### Reading text
..........

Tech

AI Is A Good Slave, But Bad Master

Sanjeev Sanyal

Feb 12, 2024, 12:32 PM | Updated 01:15 PM IST


The sides of artificial intelligence.
The sides of artificial intelligence.

One of the most damaging manifestations of human hubris is the belief that the future is mostly predictable, if only we could find the correct algorithm.

This belief in the perfect algorithm is behind efforts that range from “Five Year Plans” and Karl Marx’s dialectic explanation of history to confident television punditry on everything from geopolitics to stock markets.

The advent of excel sheets and easily-accessible regression models has given the approach an intellectual veneer and a pretence that it is all based on an objective methodology.

Amazingly, this hubris has been little affected by the glaring failure of all these “forecasting models” to predict the most consequential turns in human history — the collapse of the Soviet Union, the global financial crisis of 2007-08, the Covid-19 pandemic and so on.

Even when a model (or expert) occasionally succeeds, it rarely repeats the performance. Even monkeys throwing darts will occasionally hit the bulls-eye.

Artificial intelligence (AI) is about to provide this human hubris with a dangerous new tool. Its ability to mine huge amounts of data, and make very specific recommendations, will give consultants, social scientists (especially economists), and other tarot-card readers with an utterly unfounded new confidence that they can finally predict the evolution of the world.

..........

### Extracted records

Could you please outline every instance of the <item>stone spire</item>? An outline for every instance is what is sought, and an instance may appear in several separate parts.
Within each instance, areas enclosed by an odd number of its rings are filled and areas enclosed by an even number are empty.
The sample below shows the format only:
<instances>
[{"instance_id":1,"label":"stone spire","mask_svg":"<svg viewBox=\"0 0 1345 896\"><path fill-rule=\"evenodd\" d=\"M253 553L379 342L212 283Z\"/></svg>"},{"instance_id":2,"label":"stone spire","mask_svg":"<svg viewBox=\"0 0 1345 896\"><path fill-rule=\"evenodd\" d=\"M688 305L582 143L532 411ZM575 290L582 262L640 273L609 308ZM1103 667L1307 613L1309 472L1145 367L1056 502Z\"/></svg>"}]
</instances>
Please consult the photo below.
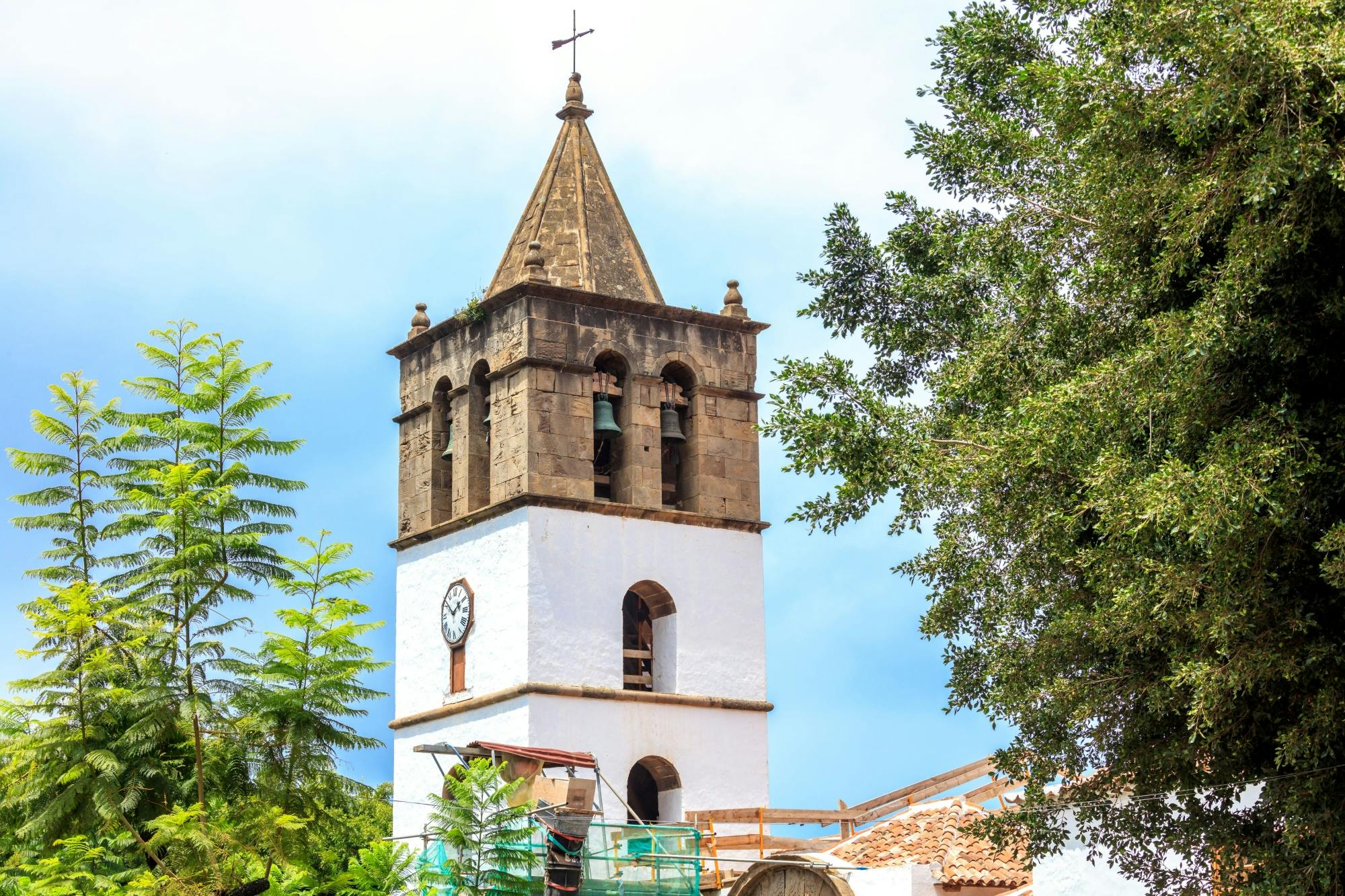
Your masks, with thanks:
<instances>
[{"instance_id":1,"label":"stone spire","mask_svg":"<svg viewBox=\"0 0 1345 896\"><path fill-rule=\"evenodd\" d=\"M561 133L523 217L504 249L487 296L523 281L542 281L605 296L663 304L650 262L625 219L621 203L593 145L585 118L580 75L565 87L555 113ZM541 244L542 265L527 264L530 245Z\"/></svg>"}]
</instances>

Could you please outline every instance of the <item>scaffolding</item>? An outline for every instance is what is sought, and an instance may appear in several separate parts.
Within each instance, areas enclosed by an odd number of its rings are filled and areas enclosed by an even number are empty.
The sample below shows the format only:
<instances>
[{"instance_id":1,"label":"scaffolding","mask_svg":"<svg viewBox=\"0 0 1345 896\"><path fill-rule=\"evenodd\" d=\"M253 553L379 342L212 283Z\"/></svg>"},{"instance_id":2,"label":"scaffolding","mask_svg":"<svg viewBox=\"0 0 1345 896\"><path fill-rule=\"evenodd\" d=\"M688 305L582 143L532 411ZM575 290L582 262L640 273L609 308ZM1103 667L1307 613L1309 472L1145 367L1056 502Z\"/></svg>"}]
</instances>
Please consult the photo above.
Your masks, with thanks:
<instances>
[{"instance_id":1,"label":"scaffolding","mask_svg":"<svg viewBox=\"0 0 1345 896\"><path fill-rule=\"evenodd\" d=\"M519 844L519 848L523 848ZM542 892L546 829L534 827L527 842L538 857L531 872ZM443 841L430 841L417 868L447 873ZM582 846L582 881L577 896L697 896L701 892L701 831L681 825L613 825L593 822ZM422 896L451 896L449 888L425 887Z\"/></svg>"}]
</instances>

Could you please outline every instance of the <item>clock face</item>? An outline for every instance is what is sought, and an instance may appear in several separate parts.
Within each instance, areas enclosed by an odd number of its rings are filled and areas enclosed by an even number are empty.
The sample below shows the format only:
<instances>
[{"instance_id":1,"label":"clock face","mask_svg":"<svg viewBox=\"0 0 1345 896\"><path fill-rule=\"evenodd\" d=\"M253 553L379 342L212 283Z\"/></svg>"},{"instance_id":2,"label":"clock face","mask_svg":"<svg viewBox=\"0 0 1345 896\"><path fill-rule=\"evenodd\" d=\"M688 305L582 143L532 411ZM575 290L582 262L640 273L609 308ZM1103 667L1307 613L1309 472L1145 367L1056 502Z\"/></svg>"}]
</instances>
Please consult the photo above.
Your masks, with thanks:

..........

### Task 1
Rewrite the article on artificial intelligence from "One of the most" up to and including "an objective methodology.", replacing "excel sheets" with "spreadsheets".
### Task 2
Name each consequential turn in human history that the article on artificial intelligence says forecasting models failed to predict.
### Task 3
Translate this sentence from the article on artificial intelligence into French: "Even monkeys throwing darts will occasionally hit the bulls-eye."

### Your response 1
One of the most damaging manifestations of human hubris is the belief that the future is mostly predictable, if only we could find the correct algorithm.

This belief in the perfect algorithm is behind efforts that range from “Five Year Plans” and Karl Marx’s dialectic explanation of history to confident television punditry on everything from geopolitics to stock markets.

The advent of spreadsheets and easily-accessible regression models has given the approach an intellectual veneer and a pretence that it is all based on an objective methodology.

### Your response 2
- The collapse of the Soviet Union
- The global financial crisis of 2007-08
- The Covid-19 pandemic

### Your response 3
Même des singes lançant des fléchettes atteindront parfois le centre de la cible.